_Instructions for the task_. Leaving the images out, output each entry below exactly.

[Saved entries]
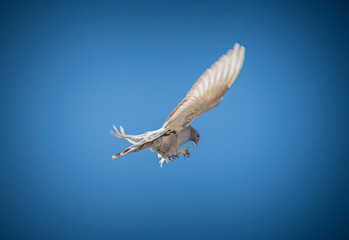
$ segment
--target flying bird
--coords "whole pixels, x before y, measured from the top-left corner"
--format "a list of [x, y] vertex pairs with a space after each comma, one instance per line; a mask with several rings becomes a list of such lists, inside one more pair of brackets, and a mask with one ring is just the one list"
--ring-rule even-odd
[[127, 135], [123, 127], [120, 126], [119, 131], [113, 125], [115, 132], [111, 130], [111, 134], [124, 138], [132, 144], [121, 153], [113, 155], [113, 159], [127, 153], [149, 149], [161, 158], [159, 163], [162, 167], [165, 161], [172, 162], [181, 155], [189, 157], [188, 147], [178, 148], [188, 141], [194, 142], [197, 146], [200, 134], [190, 125], [191, 122], [222, 101], [223, 95], [240, 73], [244, 58], [245, 48], [236, 43], [233, 49], [202, 74], [160, 129], [140, 135]]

_Answer area_.
$ segment
--target flying bird
--coords "whole pixels, x before y, measured from the top-left corner"
--format "a list of [x, y] vertex pairs with a space after each comma, one instance per line; a mask with several rings becomes a list of such lists, inside one more pair of brackets, and a mask with one ring is just the one list"
--ring-rule even-odd
[[127, 135], [123, 127], [120, 126], [119, 131], [113, 125], [115, 132], [111, 130], [111, 134], [124, 138], [132, 144], [121, 153], [113, 155], [113, 159], [127, 153], [149, 149], [161, 158], [159, 163], [162, 167], [165, 161], [172, 162], [181, 155], [189, 157], [188, 147], [178, 148], [188, 141], [194, 142], [197, 146], [200, 134], [190, 125], [191, 122], [222, 101], [223, 95], [240, 73], [244, 58], [245, 48], [236, 43], [233, 49], [202, 74], [160, 129], [140, 135]]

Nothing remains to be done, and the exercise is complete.